TEXTE CHOISI
Burkina: Zêdess, un candidat "atypique" qui veut "démystifier" la politique
L'artiste musicien, très populaire dans les années 90, se veut le candidat de la "rupture" à l'occasion de la présidentielle.
AA/ Ouagadougou/ Lougri Dimtalba
En novembre prochain, l’artiste musicien burkinabé « Zêdess », de son vrai nom Seydou Zongo, ne prévoit pas cette fois, de remplir les salles de concerts, mais plutôt de décrocher le sésame pour la présidence.
A quatre mois de l’élection présidentielle devant mettre un terme à la transition amorcée depuis la chute de Blaise Compaoré, fin octobre 2014, après 27 ans au pouvoir, plus d’une demi-douzaine de candidats se sont déjà dévoilés.
Parmi eux, Zongo, un «candidat atypique» s’engage dans la course vers la magistrature, sous le signe de la «rupture», a-t-il fait savoir lors d’une rencontre avec Anadolu.
Le nouveau code électoral promulgué par le président de la Transition, Michel Kafando, et qui exclut certains dignitaires du régime déchu, autorise a contrario les candidatures indépendantes. Plusieurs citoyens burkinabè, à l’instar de «Zêdess», voient en cette disposition une aubaine pour apporter leur contribution au développement du pays.
L’artiste musicien âgé de 49 ans et totalisant 20 ans de carrière musicale, a brisé le silence depuis le 9 juin dernier à la Maison du peuple de Ouagadougou, dans la capitale burkinabè, en annonçant sa candidature à la magistrature suprême.
« Je viens pour démystifier la scène politique. Les gens pensent que certaines professions ou certaines personnes sont prédestinées à diriger le pays, que ceux qui aspirent à la magistrature doivent être avocats, ou de professions dans le même sillon. Mais ils n’ont pas forcément plus de légitimité que les artistes. Tous les dictateurs africains qui ont plongé l’Afrique dans le chaos n’étaient pas artistes»,se défend-t-il dans un studio de production d’un de ses amis installé dans un quartier populaire de Ouagadougou, où Anadolu l’a rencontré.
Zêdess, dit apporter sa contribution au développement du Burkina Faso à travers un projet de société qu'il qualifie de « projet cadre ». Pour lui, il n’est pas question de lier sa candidature à son domaine professionnel. «Je suis le candidat de tous les Burkinabè, de toutes les religions» assure l’adepte de Bob Marley.
Dans les années 95, Zêdess était le chanteur le plus populaire du pays, enregistrant à l’époque près d’une centaine de tournée à guichets fermés dans toutes les grandes villes du Burkina.
Pour la jeunesse de cette époque, il incarne une nouvelle génération de musicien, et un espoir.
La musique de Zêdess allie le reggae, avec son langage international, au folklore burkinabé et ses rythmes traditionnels warba ou wiré. Ce mélange lui permet de toucher un public vaste : les jeunes, amateurs de reggae et les plus anciens. «J’ai la chance d’exercer un métier qui rassemble au lieu de diviser» estime-t-il. Un atout dont il compte se servir.

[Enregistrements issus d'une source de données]
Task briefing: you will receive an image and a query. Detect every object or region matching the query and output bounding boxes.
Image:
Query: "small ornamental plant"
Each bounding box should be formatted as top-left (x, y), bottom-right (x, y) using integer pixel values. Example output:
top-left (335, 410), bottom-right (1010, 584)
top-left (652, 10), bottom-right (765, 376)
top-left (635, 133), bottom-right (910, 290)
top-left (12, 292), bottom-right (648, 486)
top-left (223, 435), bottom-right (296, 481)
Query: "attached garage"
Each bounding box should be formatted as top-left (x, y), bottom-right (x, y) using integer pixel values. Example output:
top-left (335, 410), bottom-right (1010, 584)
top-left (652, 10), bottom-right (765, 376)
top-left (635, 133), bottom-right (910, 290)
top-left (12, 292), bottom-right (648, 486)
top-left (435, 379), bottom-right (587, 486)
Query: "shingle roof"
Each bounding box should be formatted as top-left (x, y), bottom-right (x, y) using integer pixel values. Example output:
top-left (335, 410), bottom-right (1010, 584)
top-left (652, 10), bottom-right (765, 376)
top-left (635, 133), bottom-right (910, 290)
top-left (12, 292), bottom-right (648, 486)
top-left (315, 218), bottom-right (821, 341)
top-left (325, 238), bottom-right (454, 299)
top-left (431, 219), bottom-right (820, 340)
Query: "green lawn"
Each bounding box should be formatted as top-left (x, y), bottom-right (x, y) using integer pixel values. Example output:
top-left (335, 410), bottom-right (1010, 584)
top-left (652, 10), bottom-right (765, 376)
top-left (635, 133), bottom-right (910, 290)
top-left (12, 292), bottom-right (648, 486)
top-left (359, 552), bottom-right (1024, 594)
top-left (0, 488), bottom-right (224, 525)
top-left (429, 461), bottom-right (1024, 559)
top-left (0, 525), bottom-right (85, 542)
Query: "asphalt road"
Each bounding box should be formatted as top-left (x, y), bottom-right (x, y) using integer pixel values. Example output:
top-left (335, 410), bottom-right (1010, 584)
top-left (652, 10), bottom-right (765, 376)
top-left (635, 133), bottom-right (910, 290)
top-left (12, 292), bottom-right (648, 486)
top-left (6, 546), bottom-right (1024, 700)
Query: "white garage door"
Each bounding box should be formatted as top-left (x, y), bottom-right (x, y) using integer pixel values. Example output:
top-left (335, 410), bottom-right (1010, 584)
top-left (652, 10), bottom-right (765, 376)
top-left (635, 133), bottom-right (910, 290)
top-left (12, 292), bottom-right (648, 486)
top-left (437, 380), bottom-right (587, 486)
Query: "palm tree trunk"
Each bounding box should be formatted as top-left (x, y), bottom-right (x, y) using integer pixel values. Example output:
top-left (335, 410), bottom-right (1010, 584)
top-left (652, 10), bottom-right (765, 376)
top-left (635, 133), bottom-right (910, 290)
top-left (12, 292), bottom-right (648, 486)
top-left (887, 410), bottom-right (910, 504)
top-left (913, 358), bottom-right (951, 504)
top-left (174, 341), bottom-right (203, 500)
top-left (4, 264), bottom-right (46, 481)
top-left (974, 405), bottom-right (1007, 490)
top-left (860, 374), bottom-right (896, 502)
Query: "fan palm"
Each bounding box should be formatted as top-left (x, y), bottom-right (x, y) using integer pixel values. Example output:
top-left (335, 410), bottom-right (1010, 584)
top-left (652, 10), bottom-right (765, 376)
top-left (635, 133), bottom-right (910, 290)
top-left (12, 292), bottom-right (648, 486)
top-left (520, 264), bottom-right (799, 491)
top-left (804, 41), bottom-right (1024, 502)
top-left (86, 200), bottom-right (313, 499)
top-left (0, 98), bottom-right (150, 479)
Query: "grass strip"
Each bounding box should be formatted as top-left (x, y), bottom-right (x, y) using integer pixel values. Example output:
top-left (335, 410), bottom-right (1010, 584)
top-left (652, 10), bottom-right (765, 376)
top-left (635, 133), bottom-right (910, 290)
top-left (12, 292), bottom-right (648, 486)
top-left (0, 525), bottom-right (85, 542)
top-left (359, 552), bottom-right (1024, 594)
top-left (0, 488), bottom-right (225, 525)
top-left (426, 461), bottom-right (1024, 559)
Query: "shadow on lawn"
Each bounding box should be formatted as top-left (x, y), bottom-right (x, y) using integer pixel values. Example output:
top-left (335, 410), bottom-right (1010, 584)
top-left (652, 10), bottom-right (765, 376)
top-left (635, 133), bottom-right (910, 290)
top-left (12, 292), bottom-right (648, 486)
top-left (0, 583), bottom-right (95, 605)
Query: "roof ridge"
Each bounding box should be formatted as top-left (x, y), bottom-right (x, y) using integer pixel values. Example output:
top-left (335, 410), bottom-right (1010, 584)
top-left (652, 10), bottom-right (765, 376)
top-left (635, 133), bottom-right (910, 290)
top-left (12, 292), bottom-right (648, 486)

SÉRIE D'EXERCICES
• 1. Recopiez fidèlement le passage de l'article sur Zêdess qui commence par « Burkina: Zêdess, un » et se termine par « rencontre avec Anadolu. ».
• 2. Dites si chaque affirmation est conforme à l'article sur Zêdess, par oui ou par non, en citant textuellement les mots qui tranchent : (a) Zêdess a annoncé sa candidature à la Maison du peuple de Ouagadougou ; (b) le nouveau code électoral interdit les candidatures indépendantes ; (c) Zêdess lie sa candidature à son domaine professionnel.

CORRIGÉ DES EXERCICES
• 1.
Burkina: Zêdess, un candidat "atypique" qui veut "démystifier" la politique
L'artiste musicien, très populaire dans les années 90, se veut le candidat de la "rupture" à l'occasion de la présidentielle.
AA/ Ouagadougou/ Lougri Dimtalba
En novembre prochain, l’artiste musicien burkinabé « Zêdess », de son vrai nom Seydou Zongo, ne prévoit pas cette fois, de remplir les salles de concerts, mais plutôt de décrocher le sésame pour la présidence.
A quatre mois de l’élection présidentielle devant mettre un terme à la transition amorcée depuis la chute de Blaise Compaoré, fin octobre 2014, après 27 ans au pouvoir, plus d’une demi-douzaine de candidats se sont déjà dévoilés.
Parmi eux, Zongo, un «candidat atypique» s’engage dans la course vers la magistrature, sous le signe de la «rupture», a-t-il fait savoir lors d’une rencontre avec Anadolu.

• 2.
(a) Oui : « a brisé le silence depuis le 9 juin dernier à la Maison du peuple de Ouagadougou, dans la capitale burkinabè, en annonçant sa candidature à la magistrature suprême ».
(b) Non : « autorise a contrario les candidatures indépendantes ».
(c) Non : « il n’est pas question de lier sa candidature à son domaine professionnel ».